— BEGIN GIVEN ENTRIES —
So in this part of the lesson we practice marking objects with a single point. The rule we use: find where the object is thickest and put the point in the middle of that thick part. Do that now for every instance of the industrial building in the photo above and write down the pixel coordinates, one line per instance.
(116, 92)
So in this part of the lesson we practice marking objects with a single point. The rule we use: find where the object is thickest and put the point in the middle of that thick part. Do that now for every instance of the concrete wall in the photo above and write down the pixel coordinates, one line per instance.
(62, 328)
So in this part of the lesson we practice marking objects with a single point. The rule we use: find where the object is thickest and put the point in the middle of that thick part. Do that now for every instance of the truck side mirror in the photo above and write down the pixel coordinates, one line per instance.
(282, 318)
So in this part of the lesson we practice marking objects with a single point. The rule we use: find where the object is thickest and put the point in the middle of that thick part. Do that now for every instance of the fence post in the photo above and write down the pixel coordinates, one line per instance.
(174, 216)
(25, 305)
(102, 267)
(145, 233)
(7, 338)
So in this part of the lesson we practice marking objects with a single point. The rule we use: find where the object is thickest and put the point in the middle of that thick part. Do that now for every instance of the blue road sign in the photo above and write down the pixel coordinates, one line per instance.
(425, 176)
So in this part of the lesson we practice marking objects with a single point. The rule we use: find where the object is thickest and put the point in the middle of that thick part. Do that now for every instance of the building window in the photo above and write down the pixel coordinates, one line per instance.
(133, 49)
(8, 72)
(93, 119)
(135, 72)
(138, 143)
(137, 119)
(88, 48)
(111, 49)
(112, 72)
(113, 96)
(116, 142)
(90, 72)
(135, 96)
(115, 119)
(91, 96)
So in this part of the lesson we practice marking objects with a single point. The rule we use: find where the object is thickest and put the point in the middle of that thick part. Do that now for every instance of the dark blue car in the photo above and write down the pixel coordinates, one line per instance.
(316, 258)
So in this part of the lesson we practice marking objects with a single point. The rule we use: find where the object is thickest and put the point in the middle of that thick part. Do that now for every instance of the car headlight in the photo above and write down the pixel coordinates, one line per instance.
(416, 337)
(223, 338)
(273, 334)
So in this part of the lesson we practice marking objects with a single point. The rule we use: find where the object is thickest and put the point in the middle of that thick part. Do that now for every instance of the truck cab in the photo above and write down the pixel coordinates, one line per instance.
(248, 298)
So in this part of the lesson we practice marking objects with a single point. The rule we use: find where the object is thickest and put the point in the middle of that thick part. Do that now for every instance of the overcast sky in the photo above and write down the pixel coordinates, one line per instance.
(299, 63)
— END GIVEN ENTRIES —
TASK PROMPT:
Locate "the car headlight" in the data above. Then repeat, exactly, its line and each line after it through the last, adding nothing.

SOLUTION:
So in this part of the lesson we practice marking objects with a single point. The rule we use: find where the object is thickest and put the point in the middle of that thick part. Do that now for every instance of the car headlight in the photo above and write down the pixel coordinates, one line per instance.
(416, 337)
(223, 338)
(273, 334)
So in this part of the lesson we practice marking objects with a single point. The rule we use: find where the object is thickest and put the point in the middle of that thick part. Do that now for every instance of the truck cab in the photo above and write down the pixel coordinates, one line per instance.
(248, 298)
So in this part of the lesson we practice marking objects with a single point. The rule we use: find where the object is thickest and put the point in the middle of that thick part. Do that now for every instance of the overcast sky in the photo above and write down the pixel coordinates, one line per instance.
(299, 63)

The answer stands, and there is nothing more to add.